How to complete this task: Straight copy, no pictures: transcribe each entry as it stands.

(Region pointing data)
/---
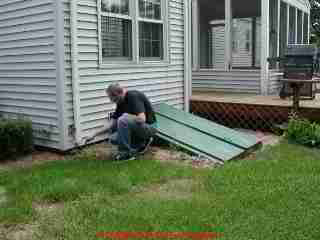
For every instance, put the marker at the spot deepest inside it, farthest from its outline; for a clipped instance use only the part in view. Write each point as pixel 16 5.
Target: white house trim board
pixel 187 56
pixel 278 27
pixel 195 34
pixel 75 70
pixel 59 41
pixel 264 47
pixel 228 34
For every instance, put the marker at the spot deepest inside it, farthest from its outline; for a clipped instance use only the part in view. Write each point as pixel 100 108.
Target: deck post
pixel 264 47
pixel 228 34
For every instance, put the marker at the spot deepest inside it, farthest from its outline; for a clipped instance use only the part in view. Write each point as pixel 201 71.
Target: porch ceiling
pixel 215 9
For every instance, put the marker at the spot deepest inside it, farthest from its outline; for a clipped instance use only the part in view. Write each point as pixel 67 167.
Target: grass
pixel 275 196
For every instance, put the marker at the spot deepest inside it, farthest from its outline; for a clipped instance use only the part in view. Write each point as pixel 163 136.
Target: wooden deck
pixel 253 99
pixel 250 111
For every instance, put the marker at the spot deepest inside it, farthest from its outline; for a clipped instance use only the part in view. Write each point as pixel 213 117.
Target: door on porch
pixel 221 46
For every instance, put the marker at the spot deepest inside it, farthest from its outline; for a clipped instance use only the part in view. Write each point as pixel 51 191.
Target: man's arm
pixel 105 129
pixel 141 117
\---
Solution for this exercise:
For every instance, put the marker at the spot deepest inside it, farthest from its outline; for a clipped instance use only the part in view. Write each point as pixel 16 5.
Target: white house trim board
pixel 187 56
pixel 278 27
pixel 195 34
pixel 75 70
pixel 59 41
pixel 264 47
pixel 228 34
For every instance, put the marker at the spot deepest inside it, farthest from its outline; for a clipped instance use only the part in view. Write each point as pixel 100 108.
Target: deck post
pixel 264 47
pixel 228 34
For every instance, put the marker at the spot deepest inside it, farthest from its outline; for a clipped instance use only the part in view. Write each point as pixel 201 71.
Target: porch ceiling
pixel 215 9
For every instance, put the marker at the spot deepest inside it, farthest from its outline; for a clipped instance use only the part in view. Write each point as pixel 67 167.
Target: grass
pixel 275 196
For every instance, put the marker at the spot deepest inside it, farthest from its outline; for a clipped instance use only the part in view. Write each point as pixel 163 136.
Target: wooden deck
pixel 253 99
pixel 250 111
For every instance, put the marker at the spot deepest inside it, farthest from its outline; for a clipped instance use only the part in view. Write each point as pixel 213 117.
Target: door on porch
pixel 221 46
For every instance, put the marker at the spot deepest inside it, farthest from its outline; for a clipped instance use only the part in view. Write each point as pixel 51 191.
Target: man's arm
pixel 105 129
pixel 141 117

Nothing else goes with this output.